• **TASK DESCRIPTION**
Reproduce every line of the listing below verbatim, omitting the pictures.

[start of DATA FOR THIS TASK]

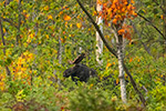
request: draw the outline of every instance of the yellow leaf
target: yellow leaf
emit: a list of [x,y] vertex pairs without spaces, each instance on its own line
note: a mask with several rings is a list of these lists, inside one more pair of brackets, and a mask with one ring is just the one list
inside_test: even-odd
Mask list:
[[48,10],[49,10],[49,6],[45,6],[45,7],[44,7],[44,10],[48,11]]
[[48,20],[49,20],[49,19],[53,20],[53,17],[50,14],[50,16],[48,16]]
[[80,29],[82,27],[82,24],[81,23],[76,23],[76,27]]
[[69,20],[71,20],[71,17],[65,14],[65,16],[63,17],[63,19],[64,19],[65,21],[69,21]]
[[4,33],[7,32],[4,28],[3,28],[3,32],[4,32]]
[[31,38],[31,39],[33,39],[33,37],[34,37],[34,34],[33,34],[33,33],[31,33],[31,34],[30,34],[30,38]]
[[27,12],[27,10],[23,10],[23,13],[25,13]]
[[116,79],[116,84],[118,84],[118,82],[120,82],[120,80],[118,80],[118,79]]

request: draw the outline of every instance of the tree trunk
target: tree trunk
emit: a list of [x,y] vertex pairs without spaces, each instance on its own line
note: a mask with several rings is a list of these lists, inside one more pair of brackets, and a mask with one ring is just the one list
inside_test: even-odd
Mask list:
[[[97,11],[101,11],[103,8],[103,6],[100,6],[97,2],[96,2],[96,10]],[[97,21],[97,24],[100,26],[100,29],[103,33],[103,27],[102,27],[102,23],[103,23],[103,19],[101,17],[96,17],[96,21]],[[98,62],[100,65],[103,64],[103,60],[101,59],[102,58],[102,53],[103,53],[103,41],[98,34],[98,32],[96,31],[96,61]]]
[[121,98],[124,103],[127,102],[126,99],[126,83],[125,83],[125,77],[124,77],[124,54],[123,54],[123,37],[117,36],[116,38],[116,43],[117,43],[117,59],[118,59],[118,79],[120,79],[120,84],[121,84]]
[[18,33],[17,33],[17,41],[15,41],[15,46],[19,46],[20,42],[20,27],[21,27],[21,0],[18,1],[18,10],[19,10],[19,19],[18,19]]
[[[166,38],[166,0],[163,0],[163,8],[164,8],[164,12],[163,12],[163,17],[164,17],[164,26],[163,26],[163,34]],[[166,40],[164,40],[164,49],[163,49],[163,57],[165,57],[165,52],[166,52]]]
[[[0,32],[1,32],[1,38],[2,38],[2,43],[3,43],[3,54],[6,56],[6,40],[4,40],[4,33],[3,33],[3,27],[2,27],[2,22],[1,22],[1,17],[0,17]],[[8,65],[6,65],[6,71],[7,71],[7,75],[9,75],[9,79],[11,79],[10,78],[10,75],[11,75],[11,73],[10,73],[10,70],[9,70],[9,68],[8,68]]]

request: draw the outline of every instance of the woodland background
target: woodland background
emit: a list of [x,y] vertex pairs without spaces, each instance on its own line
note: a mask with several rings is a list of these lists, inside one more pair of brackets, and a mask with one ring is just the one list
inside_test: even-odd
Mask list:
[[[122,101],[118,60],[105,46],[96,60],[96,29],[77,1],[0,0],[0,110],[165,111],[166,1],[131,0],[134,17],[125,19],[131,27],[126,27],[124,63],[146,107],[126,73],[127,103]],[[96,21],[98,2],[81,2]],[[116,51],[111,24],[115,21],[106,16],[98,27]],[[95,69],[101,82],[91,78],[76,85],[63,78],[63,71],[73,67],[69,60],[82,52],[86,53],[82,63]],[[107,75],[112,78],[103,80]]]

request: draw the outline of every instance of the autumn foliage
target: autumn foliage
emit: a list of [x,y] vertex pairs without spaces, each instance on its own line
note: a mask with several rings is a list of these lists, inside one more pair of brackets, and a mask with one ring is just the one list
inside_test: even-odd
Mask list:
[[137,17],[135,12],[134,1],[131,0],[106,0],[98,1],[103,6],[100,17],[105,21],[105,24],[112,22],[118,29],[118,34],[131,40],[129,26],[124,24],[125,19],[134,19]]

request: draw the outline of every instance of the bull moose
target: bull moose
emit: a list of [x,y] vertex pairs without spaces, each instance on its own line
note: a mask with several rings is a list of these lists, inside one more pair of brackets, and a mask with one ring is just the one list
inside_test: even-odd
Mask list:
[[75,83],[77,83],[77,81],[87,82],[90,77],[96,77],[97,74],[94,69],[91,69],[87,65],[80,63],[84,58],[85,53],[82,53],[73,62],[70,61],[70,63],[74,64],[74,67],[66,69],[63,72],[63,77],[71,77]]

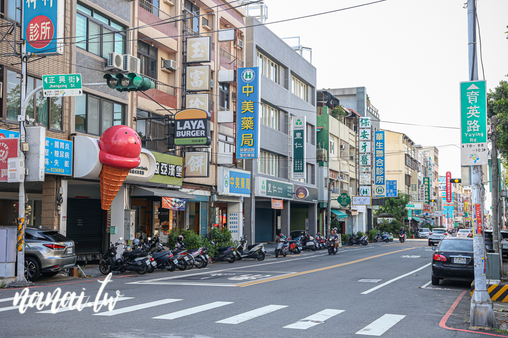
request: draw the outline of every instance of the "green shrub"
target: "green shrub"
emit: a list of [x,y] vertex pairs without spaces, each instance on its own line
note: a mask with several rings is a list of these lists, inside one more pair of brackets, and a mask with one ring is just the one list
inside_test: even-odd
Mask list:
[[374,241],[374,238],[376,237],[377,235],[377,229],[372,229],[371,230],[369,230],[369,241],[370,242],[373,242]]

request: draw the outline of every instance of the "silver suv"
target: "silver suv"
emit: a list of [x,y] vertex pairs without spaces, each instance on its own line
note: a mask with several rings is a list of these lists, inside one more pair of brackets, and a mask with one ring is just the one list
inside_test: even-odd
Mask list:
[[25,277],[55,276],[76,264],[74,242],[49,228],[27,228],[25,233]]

[end of DATA FOR THIS TASK]

• **TASK RESPONSE**
request: draw the outline of every instance of the yellow leaf
target: yellow leaf
emit: a list of [x,y] vertex pairs without spaces, each instance on its own line
note: a mask with several rings is a list of these lists, inside one more pair of brackets, and a mask with one ring is just the one list
inside_test: even-odd
Mask list:
[[48,10],[49,10],[49,6],[45,6],[45,7],[44,7],[44,10],[48,11]]
[[48,20],[49,20],[49,19],[53,20],[53,17],[50,14],[50,16],[48,16]]
[[80,29],[82,27],[82,24],[81,23],[76,23],[76,27]]
[[69,20],[71,20],[71,17],[65,14],[65,16],[63,17],[63,19],[64,19],[65,21],[69,21]]
[[4,33],[7,32],[4,28],[3,28],[3,32],[4,32]]
[[31,38],[31,39],[33,39],[33,37],[34,37],[34,34],[33,34],[33,33],[31,33],[31,34],[30,34],[30,38]]
[[27,12],[27,10],[23,10],[23,13],[25,13]]
[[116,79],[116,84],[118,84],[118,82],[120,82],[120,80],[118,80],[118,79]]

request: draw the outline of every instance of the tree trunk
target: tree trunk
emit: a list of [x,y] vertex pairs without spaces, each instance on its own line
note: a mask with several rings is a list of these lists, inside one more pair of brackets, and a mask with one ring is just the one list
inside_test: even-odd
Mask list:
[[[97,11],[101,11],[103,8],[103,6],[100,6],[97,2],[96,2],[96,10]],[[97,21],[97,24],[100,26],[100,29],[103,33],[103,27],[102,27],[102,23],[103,23],[103,19],[101,17],[96,17],[96,21]],[[98,62],[100,65],[103,64],[103,60],[101,59],[102,58],[102,53],[103,53],[103,41],[98,34],[98,32],[96,31],[96,61]]]
[[121,98],[124,103],[127,102],[126,99],[126,83],[125,83],[125,77],[124,77],[124,54],[123,54],[123,37],[117,36],[116,38],[116,43],[117,43],[117,59],[118,59],[118,79],[120,79],[120,84],[121,84]]
[[18,33],[17,33],[17,41],[15,41],[15,46],[19,46],[20,42],[20,27],[21,27],[21,0],[18,1],[18,10],[19,10],[19,19],[18,19]]
[[[166,38],[166,0],[163,0],[163,8],[164,8],[164,12],[163,12],[163,17],[164,17],[164,26],[163,26],[163,34]],[[166,40],[164,40],[164,49],[163,49],[163,57],[165,57],[165,52],[166,52]]]
[[[0,32],[1,32],[1,38],[2,38],[2,43],[3,43],[3,54],[6,56],[6,40],[4,40],[4,33],[3,33],[3,27],[2,27],[2,22],[1,22],[1,17],[0,17]],[[8,65],[6,65],[6,71],[7,71],[7,75],[9,75],[9,79],[11,79],[10,78],[10,75],[11,75],[11,73],[10,73],[10,70],[9,70],[9,68],[8,68]]]

request: draw the outline of every instance of the woodland background
target: woodland background
emit: a list of [x,y] vertex pairs without spaces, each instance on its own line
note: a mask with several rings is a list of these lists, inside one more pair of brackets, and a mask with one ring is just the one list
inside_test: even-odd
Mask list:
[[[122,101],[118,60],[105,46],[96,60],[96,29],[77,1],[0,0],[0,110],[165,111],[166,1],[131,0],[134,17],[125,19],[131,27],[126,27],[124,63],[146,107],[126,73],[127,103]],[[96,21],[98,2],[81,2]],[[116,51],[111,24],[115,21],[106,16],[98,27]],[[95,69],[101,82],[91,78],[76,85],[63,78],[63,71],[73,67],[69,60],[82,52],[86,53],[82,63]],[[107,75],[112,78],[103,80]]]

request: draw the outline of every instance of the autumn foliage
target: autumn foliage
emit: a list of [x,y] vertex pairs without spaces, each instance on its own line
note: a mask with several rings is a list of these lists, inside one more pair of brackets, and a mask with one ring is just the one list
inside_test: even-odd
Mask list:
[[137,17],[135,12],[134,1],[131,0],[106,0],[98,1],[103,6],[100,17],[105,21],[105,24],[112,22],[118,29],[118,34],[131,40],[129,26],[124,24],[125,19],[134,19]]

request: draw the outline of every instance of the bull moose
target: bull moose
emit: a list of [x,y] vertex pairs without spaces, each instance on its own line
note: a mask with several rings is a list of these lists, inside one more pair of brackets, and a mask with one ring is just the one list
inside_test: even-odd
Mask list:
[[75,83],[77,83],[77,81],[87,82],[90,77],[96,77],[97,74],[94,69],[91,69],[87,65],[80,63],[84,58],[85,53],[82,53],[73,62],[70,61],[70,63],[74,64],[74,67],[66,69],[63,72],[63,77],[71,77]]

request: draw the outline of every instance of the "green shrub"
target: "green shrub"
emit: a list of [x,y] vertex pairs without spaces, each instance on its own line
note: a mask with several rings is a list of these lists, inside one more pair of brackets, and a mask with one ring is just the one list
inside_test: even-odd
Mask list:
[[374,241],[374,238],[376,237],[377,235],[377,229],[372,229],[371,230],[369,230],[369,241],[370,242],[373,242]]

request: draw the outline of every instance of the "silver suv"
target: "silver suv"
emit: a list of [x,y] vertex pairs without spaces, each instance on its own line
note: a mask with several rings is a list of these lists, inside one more pair of brackets, and a mask with one ring is just the one list
inside_test: even-odd
Mask list:
[[25,277],[55,276],[76,264],[74,242],[49,228],[27,228],[25,233]]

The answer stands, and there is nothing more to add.